- Your instructions
From the listing below, pull out the line that contains "Every instance of the paved" and every line after it through the line that contains "[[138, 274]]". Copy them word for word, with both of those lines included.

- Recorded data

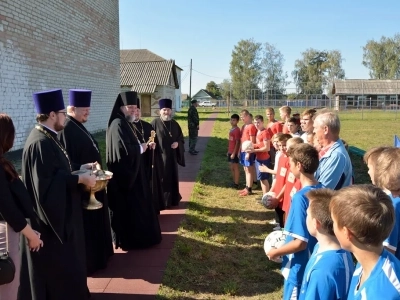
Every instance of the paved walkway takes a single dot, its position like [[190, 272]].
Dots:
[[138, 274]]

---

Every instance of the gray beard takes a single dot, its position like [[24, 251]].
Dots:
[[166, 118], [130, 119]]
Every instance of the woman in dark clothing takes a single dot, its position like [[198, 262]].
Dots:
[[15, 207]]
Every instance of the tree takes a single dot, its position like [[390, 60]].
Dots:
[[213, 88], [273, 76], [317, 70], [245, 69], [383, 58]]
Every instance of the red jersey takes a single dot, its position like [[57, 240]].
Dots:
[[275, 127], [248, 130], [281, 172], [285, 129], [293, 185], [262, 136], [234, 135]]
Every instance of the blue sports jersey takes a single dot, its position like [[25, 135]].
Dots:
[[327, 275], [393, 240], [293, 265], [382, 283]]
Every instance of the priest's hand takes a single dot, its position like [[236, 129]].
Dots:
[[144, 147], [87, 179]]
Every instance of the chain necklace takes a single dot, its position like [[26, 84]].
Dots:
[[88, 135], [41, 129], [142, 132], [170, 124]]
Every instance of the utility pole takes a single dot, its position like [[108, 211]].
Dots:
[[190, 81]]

--

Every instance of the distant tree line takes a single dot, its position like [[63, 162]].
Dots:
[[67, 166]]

- Response to the task
Every instance of the paved walkway takes a single dot, its position like [[190, 272]].
Dots:
[[138, 274]]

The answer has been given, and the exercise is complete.